WHAT IS REQUIRED:
Copy word for word, please, the lines of the entries below running from the one containing "column 764, row 128" to the one containing "column 1240, row 716", both ends included.

[Collection entries]

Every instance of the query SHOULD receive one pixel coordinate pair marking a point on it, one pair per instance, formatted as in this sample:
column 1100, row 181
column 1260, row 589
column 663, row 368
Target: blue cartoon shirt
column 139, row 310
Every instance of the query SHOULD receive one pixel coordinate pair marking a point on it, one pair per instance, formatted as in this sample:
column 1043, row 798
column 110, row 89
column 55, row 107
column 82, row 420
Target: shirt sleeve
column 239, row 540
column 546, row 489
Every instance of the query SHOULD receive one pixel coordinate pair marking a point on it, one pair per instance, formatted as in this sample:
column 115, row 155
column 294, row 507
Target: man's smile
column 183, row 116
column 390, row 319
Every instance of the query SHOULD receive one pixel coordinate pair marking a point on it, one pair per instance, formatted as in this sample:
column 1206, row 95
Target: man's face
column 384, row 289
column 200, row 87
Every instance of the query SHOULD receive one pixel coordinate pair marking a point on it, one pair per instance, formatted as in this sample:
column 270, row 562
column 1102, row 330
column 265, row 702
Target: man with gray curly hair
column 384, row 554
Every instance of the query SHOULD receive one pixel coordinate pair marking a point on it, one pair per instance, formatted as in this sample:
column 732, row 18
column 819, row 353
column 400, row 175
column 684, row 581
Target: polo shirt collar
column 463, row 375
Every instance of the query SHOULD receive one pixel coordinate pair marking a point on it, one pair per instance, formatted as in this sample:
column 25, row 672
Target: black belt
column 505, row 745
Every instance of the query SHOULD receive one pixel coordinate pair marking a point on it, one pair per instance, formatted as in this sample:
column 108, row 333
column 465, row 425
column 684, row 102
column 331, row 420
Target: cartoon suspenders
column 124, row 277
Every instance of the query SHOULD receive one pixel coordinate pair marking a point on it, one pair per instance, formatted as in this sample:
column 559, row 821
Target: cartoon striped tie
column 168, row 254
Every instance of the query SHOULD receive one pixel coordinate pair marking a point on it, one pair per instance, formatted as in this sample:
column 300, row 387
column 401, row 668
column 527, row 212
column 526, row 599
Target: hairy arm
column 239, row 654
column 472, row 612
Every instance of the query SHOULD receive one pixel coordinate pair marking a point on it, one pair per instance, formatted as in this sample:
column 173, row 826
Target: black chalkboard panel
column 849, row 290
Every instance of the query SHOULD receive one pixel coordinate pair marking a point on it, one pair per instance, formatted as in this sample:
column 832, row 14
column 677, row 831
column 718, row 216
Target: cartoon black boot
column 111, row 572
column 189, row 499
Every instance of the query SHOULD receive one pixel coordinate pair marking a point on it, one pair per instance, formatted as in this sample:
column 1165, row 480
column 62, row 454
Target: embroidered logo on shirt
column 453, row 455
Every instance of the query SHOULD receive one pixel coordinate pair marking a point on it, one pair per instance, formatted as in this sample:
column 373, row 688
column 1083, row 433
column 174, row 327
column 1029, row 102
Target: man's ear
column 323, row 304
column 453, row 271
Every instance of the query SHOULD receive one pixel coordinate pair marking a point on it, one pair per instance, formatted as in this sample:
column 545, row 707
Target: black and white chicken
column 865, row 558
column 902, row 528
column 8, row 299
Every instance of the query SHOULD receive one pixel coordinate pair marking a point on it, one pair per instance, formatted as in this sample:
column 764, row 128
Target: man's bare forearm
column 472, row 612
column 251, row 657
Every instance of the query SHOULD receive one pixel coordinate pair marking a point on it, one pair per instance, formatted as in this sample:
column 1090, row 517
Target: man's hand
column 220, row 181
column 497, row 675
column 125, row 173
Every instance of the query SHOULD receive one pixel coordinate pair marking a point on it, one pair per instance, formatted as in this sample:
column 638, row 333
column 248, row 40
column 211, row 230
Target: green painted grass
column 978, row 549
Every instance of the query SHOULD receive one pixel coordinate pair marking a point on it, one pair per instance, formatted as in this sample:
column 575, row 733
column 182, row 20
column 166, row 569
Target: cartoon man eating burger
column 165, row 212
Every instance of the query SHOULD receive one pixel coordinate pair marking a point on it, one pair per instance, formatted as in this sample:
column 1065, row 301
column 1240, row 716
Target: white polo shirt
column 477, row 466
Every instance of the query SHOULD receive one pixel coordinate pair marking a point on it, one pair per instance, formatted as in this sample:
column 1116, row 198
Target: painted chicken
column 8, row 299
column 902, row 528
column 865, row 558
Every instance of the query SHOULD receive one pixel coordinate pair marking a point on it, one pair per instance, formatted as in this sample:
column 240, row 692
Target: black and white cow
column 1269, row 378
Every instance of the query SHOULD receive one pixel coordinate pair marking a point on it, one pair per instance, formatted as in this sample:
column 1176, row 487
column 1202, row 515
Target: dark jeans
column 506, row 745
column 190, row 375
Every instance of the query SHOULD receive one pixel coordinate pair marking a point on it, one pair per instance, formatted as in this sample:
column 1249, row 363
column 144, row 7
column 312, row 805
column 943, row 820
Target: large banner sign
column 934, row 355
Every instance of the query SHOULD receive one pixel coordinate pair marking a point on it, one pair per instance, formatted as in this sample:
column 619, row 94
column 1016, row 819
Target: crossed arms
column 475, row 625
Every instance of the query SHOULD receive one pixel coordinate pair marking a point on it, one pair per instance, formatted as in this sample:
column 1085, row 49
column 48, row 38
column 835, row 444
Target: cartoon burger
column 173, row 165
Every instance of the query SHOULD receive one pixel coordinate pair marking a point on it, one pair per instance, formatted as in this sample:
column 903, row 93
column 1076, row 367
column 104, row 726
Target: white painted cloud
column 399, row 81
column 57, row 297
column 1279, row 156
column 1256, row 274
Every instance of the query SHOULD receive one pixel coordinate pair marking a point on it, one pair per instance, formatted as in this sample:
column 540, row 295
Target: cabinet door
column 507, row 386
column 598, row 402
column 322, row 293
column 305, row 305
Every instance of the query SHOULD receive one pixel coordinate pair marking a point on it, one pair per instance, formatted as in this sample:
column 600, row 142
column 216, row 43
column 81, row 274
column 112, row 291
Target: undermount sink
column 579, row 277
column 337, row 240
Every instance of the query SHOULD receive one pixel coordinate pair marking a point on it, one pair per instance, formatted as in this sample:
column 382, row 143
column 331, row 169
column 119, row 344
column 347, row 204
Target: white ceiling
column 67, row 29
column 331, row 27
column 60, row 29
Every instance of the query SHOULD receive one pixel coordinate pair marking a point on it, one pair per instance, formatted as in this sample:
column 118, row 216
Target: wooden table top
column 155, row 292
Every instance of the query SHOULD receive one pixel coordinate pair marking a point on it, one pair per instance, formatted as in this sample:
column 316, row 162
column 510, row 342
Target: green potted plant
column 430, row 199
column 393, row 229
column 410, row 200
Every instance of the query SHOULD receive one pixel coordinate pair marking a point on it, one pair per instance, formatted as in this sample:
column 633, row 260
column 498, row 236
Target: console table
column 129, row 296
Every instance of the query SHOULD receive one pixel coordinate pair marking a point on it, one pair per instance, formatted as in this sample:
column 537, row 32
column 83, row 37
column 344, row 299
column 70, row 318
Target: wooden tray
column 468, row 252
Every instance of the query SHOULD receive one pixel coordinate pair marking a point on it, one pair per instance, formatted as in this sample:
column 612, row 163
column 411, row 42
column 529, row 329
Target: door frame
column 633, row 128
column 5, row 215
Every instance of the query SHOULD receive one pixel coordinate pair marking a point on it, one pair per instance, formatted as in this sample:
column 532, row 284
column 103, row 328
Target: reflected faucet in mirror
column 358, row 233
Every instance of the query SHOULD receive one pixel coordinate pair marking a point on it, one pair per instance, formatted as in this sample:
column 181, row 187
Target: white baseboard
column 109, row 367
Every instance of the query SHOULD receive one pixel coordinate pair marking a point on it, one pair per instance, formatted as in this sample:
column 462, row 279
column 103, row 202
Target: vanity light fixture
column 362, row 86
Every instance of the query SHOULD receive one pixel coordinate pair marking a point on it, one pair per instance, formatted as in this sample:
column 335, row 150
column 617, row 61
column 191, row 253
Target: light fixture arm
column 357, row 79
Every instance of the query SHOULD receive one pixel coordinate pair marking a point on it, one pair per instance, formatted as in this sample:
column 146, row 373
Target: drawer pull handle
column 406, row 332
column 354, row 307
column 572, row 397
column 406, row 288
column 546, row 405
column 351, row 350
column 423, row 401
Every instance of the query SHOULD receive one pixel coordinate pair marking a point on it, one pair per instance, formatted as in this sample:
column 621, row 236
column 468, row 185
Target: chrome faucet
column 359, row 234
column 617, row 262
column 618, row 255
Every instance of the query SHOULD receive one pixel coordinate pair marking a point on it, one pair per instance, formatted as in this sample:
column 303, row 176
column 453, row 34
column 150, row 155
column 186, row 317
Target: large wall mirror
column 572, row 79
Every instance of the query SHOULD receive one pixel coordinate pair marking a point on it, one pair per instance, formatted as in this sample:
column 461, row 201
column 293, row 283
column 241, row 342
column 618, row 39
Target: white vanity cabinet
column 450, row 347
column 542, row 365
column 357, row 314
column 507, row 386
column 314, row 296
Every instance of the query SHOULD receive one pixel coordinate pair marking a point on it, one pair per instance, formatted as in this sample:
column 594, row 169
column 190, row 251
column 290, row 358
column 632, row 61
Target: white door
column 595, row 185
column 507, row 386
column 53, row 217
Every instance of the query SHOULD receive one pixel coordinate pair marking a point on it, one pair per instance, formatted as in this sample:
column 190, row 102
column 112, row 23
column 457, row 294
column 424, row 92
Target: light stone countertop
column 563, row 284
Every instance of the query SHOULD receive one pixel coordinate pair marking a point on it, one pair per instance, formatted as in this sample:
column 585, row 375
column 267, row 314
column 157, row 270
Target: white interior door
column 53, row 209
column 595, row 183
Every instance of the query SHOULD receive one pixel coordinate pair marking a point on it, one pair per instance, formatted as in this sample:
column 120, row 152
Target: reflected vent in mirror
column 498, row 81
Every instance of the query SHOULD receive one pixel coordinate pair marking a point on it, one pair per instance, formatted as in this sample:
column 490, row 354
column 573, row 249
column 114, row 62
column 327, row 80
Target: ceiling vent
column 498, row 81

YOUR RESPONSE:
column 764, row 128
Target: man's bare forearm
column 472, row 612
column 251, row 657
Every instance of the query SHOULD receive one pixel coordinate pair marking a point on it, one pair per instance, formatted as in this sample:
column 1090, row 517
Target: man's hand
column 220, row 181
column 497, row 675
column 125, row 173
Every instance of the query SHOULD receive one pixel coordinate pair marking a point on it, one pair per instance, formatted as in this sample:
column 638, row 333
column 248, row 40
column 211, row 230
Target: green painted grass
column 978, row 549
Every instance of the query SHOULD receive one pixel coordinate pair marking a point on it, one pair per instance, formatted as in this sample:
column 575, row 733
column 182, row 20
column 166, row 569
Target: cartoon man eating burger
column 165, row 212
Every instance of the query SHOULD receive one pixel coordinate pair marking a point on it, one pair per instance, formatted as in this sample:
column 1065, row 301
column 1240, row 716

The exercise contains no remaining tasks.